- 79th Air Assault Brigade shoulder sleeve patch
- Active: 1979–present
- Country: Soviet Union (1979–1991) Ukraine (1992–present)
- Allegiance: Armed Forces of Ukraine
- Branch: Ukrainian Air Assault Forces
- Role: Air Assault
- Size: Brigade
- Part of: 7th Rapid Response Corps
- Garrison/HQ: Soliany [uk] Mykolaiv Oblast MUN А0224
- Mottos: "In Unity is Power" "В єднанні - сила!"
- Engagements: Russo–Ukrainian War War in Donbas; Russian invasion of Ukraine Southern front Battle of Mykolaiv; ; Eastern front Battle of Sievierodonetsk; Battle of Kurakhove; Pokrovsk offensive; ; ; ;
- Decorations: For Courage and Bravery

Commanders
- Current commander: Colonel Oleksandr Lutsenko [uk]

= 79th Air Assault Brigade =

Ukrainian Air Assault Forces unit

The 79th Air Assault Brigade "Tavria" (79-та окрема десантно-штурмова Таврійська бригада; 79 ОДШБр) (MUNA0224) is a formation of the Ukrainian Air Assault Forces. The paratrooper brigade is based in Mykolaiv.

Soldiers from the brigade have served as peacekeepers in Yugoslavia, Iraq, Kosovo, and Sierra Leone.

Starting in 2014, the brigade took part in the war in Donbas. The brigade fought in the Second Battle of Donetsk Airport, where it and other Ukrainian military units became known as the "cyborgs" due to their stubborn defense of the Donetsk Airport.

**Required work**:
1 > In the 79th Air Assault Brigade article, what name did the brigade and other Ukrainian units become known by at Donetsk Airport?
2 > Please continue the 79th Air Assault Brigade article from its final sentence.

**Provided material**:

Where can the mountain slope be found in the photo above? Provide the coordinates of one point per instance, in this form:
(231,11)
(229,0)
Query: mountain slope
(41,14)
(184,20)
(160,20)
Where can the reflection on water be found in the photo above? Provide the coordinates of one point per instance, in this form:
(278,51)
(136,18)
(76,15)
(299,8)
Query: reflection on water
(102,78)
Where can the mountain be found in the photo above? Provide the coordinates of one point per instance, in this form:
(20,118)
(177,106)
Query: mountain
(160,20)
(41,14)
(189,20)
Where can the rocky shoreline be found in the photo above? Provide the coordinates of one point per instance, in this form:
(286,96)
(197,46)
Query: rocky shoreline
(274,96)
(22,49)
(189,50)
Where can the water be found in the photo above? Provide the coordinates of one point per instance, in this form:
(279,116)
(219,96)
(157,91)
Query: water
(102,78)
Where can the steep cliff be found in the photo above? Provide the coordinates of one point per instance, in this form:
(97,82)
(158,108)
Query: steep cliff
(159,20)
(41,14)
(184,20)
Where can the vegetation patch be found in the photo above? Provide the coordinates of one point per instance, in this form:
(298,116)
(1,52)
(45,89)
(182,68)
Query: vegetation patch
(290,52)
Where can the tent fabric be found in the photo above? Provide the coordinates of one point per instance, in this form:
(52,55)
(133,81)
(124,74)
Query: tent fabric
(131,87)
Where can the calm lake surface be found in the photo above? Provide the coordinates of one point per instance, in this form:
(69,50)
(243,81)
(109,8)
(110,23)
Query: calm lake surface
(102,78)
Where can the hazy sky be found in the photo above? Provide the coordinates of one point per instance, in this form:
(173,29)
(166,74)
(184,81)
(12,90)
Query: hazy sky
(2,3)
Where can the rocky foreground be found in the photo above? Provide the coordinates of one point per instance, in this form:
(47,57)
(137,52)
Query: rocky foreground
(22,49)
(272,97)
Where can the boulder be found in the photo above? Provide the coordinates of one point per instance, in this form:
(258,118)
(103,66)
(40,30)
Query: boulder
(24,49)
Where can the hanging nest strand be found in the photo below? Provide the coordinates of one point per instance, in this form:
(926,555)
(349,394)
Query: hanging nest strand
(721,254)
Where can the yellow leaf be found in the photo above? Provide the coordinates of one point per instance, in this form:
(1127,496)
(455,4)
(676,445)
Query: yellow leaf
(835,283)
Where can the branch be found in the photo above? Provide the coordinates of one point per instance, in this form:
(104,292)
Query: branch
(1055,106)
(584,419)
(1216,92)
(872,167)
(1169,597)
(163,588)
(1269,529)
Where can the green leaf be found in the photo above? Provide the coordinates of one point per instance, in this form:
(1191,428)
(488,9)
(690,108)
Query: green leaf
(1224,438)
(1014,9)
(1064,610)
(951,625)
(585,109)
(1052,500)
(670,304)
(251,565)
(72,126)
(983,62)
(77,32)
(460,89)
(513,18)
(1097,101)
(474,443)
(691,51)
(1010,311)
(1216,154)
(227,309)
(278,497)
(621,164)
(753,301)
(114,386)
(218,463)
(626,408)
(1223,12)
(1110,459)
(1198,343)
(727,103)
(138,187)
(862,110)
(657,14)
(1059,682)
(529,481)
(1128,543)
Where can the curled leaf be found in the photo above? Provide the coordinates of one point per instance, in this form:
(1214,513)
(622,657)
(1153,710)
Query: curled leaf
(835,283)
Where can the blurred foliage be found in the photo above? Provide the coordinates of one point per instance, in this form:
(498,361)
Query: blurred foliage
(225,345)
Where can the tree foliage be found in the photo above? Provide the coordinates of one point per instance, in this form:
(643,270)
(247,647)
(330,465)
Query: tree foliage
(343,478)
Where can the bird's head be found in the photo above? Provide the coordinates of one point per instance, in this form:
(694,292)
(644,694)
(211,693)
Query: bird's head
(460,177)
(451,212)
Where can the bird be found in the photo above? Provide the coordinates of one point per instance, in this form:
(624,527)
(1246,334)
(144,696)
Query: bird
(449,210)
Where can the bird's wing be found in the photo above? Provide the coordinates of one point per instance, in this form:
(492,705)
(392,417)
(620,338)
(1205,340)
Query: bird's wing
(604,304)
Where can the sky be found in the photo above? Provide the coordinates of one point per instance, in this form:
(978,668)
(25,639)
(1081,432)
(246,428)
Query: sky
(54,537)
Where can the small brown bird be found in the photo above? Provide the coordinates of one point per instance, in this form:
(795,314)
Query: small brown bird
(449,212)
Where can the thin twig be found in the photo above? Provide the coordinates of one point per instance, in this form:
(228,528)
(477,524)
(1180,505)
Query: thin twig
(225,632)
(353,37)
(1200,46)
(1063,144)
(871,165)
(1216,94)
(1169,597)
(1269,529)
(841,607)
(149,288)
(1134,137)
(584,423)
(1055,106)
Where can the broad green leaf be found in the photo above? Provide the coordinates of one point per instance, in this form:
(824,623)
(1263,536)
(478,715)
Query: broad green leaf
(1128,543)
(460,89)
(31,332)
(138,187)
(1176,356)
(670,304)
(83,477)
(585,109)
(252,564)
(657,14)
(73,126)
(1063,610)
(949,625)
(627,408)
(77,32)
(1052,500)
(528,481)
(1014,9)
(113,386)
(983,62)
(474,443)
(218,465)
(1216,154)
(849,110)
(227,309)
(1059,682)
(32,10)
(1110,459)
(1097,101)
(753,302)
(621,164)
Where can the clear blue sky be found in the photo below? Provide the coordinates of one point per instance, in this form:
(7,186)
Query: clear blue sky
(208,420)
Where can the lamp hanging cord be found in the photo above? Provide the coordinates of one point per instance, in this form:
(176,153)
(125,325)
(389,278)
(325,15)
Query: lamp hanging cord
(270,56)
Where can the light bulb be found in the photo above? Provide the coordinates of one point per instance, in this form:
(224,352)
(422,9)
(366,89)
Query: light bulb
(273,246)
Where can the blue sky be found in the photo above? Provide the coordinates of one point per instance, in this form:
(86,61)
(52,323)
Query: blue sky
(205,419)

**Responses by item number**:
1 > The "cyborgs."

2 >
==History==
The brigade's history began as 40th Air Assault Brigade in the fall of 1979, formed from elements of the 97th Guards Airborne Regiment of the 7th Guards Airborne Division. Later it was reorganized into the 40th Airborne Brigade between 6 December 1989 and 1 August 1990 (1 June 1990 according to Holm). That redesignation marked the transfer of the brigade from the Odessa Military District to the Soviet Airborne Troops.

In February 1992 following the collapse of the Soviet Union, the brigade went over to Ukrainian control, against the wishes of its commander V. N. Loginov and without Moscow's knowledge. The brigade's soldiers had become frustrated over lapses in food and pay due to Russo-Ukrainian disputes over Soviet military unit upkeep, and decided that shifting to Ukrainian command would end those issues. In September 1993 the brigade was renamed 40th Separate Airmobile Brigade.

The 40th Brigade was reorganized and reduced into the 79th Airmobile Regiment.

On July 1, 2007, the brigade was formed by combining the 79th Airmobile Regiment with 11th Army Aviation Regiment.

In 2014, the brigade took part in the fighting of the war in Donbas. 54 persons called up for mobilization (and thus serving in the brigade) deserted.

===Russian annexation of Crimea and war in Donbas===
Pro-Russian protesters blocked the unit's base in Voznesensk on 1 March 2014 and a platoon of soldiers was sent to reinforce and secure the military equipment located at the facility from looting. The protest was resolved without violent clashes. Other than Spetsnaz forces of Ukraine, the unit was one of the first to be mobilized during the annexation of Crimea by the Russian Federation and the war in Donbas by being deployed to the Crimean-Kherson border in order to prevent Russian forces from a possible advance into mainland Kherson Oblast on 13 March 2014. On March 26 Ukrainian forces secured the Russian Mars-75 naval navigation station located in Kherson Oblast.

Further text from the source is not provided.